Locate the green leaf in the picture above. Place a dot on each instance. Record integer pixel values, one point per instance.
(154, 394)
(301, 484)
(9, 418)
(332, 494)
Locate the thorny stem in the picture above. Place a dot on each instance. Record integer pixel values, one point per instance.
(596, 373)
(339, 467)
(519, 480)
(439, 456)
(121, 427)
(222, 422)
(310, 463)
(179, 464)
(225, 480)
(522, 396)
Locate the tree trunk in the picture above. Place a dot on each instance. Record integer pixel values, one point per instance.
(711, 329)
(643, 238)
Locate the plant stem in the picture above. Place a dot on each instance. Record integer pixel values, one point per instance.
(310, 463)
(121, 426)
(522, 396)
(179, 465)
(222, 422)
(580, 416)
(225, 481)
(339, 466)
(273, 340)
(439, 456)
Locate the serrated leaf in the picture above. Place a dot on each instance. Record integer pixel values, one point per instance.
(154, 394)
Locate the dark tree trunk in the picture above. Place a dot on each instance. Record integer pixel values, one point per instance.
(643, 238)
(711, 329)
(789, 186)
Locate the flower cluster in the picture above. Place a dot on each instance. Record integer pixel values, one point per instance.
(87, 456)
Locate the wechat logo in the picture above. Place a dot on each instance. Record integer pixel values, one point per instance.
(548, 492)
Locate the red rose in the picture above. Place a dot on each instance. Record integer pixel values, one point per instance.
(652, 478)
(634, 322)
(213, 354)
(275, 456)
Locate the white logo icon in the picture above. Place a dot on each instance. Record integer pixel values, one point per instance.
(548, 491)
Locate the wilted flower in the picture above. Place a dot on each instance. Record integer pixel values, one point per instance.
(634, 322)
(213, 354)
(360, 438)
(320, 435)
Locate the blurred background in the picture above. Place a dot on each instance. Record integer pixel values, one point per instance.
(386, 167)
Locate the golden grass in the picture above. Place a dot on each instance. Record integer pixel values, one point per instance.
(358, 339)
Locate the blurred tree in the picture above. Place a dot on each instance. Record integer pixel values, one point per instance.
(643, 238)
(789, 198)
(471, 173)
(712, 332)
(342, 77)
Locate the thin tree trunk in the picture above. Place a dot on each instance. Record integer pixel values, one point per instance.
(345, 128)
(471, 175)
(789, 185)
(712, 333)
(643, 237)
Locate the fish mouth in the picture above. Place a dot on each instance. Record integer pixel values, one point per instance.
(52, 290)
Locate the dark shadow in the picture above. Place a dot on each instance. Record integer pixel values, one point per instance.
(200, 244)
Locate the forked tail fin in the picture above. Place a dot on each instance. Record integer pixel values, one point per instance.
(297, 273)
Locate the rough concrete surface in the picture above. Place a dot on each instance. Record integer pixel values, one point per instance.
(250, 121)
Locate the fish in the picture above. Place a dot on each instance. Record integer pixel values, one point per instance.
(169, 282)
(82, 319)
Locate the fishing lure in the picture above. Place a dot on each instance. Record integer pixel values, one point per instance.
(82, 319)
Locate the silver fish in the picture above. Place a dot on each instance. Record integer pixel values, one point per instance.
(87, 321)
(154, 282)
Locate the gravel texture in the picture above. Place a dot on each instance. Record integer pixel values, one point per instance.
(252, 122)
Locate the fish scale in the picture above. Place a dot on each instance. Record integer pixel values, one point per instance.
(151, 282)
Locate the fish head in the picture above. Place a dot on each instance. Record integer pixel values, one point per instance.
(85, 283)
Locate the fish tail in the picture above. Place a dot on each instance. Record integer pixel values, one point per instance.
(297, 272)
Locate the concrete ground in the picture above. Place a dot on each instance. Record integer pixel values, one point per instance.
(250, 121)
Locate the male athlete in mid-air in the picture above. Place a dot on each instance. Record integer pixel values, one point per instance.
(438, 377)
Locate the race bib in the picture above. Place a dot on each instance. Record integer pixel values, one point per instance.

================

[What is asked]: Take the lines above and retype all of them exactly.

[Complete output]:
Locate the green leaf in the picture above. Place a dot on each instance. Record integer pixel values, one point per instance.
(154, 394)
(301, 484)
(9, 418)
(332, 494)
Locate the thorny stem in the picture above. Place a dot on each instance. Record integer pixel values, one point per instance.
(596, 373)
(339, 467)
(519, 480)
(439, 456)
(121, 427)
(222, 422)
(310, 463)
(179, 464)
(225, 480)
(522, 396)
Locate the tree trunk in the picture above. Place a dot on each instance. Record integer pixel values, one point per instance.
(711, 329)
(643, 238)
Locate the plant stem in the picture above. Place a dot on each instance. Record integer pixel values, one point per instance.
(310, 463)
(121, 426)
(522, 396)
(179, 465)
(222, 422)
(580, 416)
(225, 481)
(339, 466)
(273, 340)
(439, 456)
Locate the serrated leaf in the picture above. Place a dot on each instance. Record integer pixel values, one point per instance.
(154, 394)
Locate the dark tree trunk in the picture above. Place a dot on each instance. Record integer pixel values, one point per instance.
(643, 238)
(711, 329)
(789, 186)
Locate the flower cluster in the picture above. Place a dot on each instance. Record integer pixel values, one point per instance.
(87, 456)
Locate the wechat logo in the picture above. Place a dot on each instance. Record integer pixel values, one point per instance.
(548, 492)
Locate the red rose in the picture above. Place a dot on each instance. Record integer pixel values, one point per instance.
(652, 478)
(634, 322)
(213, 354)
(275, 456)
Locate the white logo icon in the picture above. Place a dot on each instance. Record integer pixel values, one point per instance.
(548, 491)
Locate the wilted flower in the picture above. Place a dot on each instance. Record integer pixel values, one point per instance.
(634, 322)
(213, 354)
(360, 438)
(320, 435)
Locate the blurred background in the picture above. Place a dot on each instance. Record integer pixel values, one point per instance.
(386, 167)
Locate the golden grass in the picture above. Place a dot on each instance. Record integer pixel values, one point per instance.
(358, 339)
Locate the blurred tree in the picture above. Place a dot on each instance. Record integer pixel values, one point per instance.
(643, 238)
(789, 198)
(471, 173)
(712, 332)
(342, 77)
Locate the thin tree trunk in the picture above. Place a dot on each instance. Record integer pixel values, one point per instance.
(345, 128)
(471, 175)
(789, 185)
(712, 333)
(643, 237)
Locate the fish mouth in the picture above. Place a dot on each instance. Record integer pixel values, one point per instance.
(52, 290)
Locate the dark shadow in the picture above. Place a dot on each instance. Record integer pixel values, one point per instance.
(200, 244)
Locate the forked tail fin in the picture above. Place a dot on each instance. Record integer pixel values, one point per instance.
(297, 273)
Locate the rough concrete surface in the picture above. Place a dot on each instance. Record integer pixel values, one point per instance.
(250, 121)
Locate the fish in the picture above. Place a dot on each instance. Record integer pixel values, one point per instance.
(169, 282)
(82, 319)
Locate the fishing lure in the picture above. Place a dot on each instance. Record integer pixel values, one point per instance.
(82, 319)
Locate the silver fish in the picture above. Place a dot on each instance. Record integer pixel values, one point per instance.
(87, 321)
(154, 282)
Locate the gravel texture in the picture above. Place a dot on each instance. Record integer pixel values, one point per instance.
(252, 122)
Locate the fish scale in the picture above. Place a dot on each instance. Record integer pixel values, one point per instance.
(151, 282)
Locate the fish head in the picture above. Place a dot on each instance. Record integer pixel values, one point per instance.
(85, 283)
Locate the fish tail in the picture above. Place a dot on each instance. Record integer pixel values, one point per instance.
(297, 272)
Locate the concrete ground in the picture above. Place a dot on each instance. Record integer pixel values, one point per instance.
(250, 121)
Locate the male athlete in mid-air in the picture above. Place a dot on each instance. Record integer pixel values, one point per instance.
(438, 377)
Locate the race bib in the picture above. Place a dot on each instance. Record integer pixel values, one point per instance.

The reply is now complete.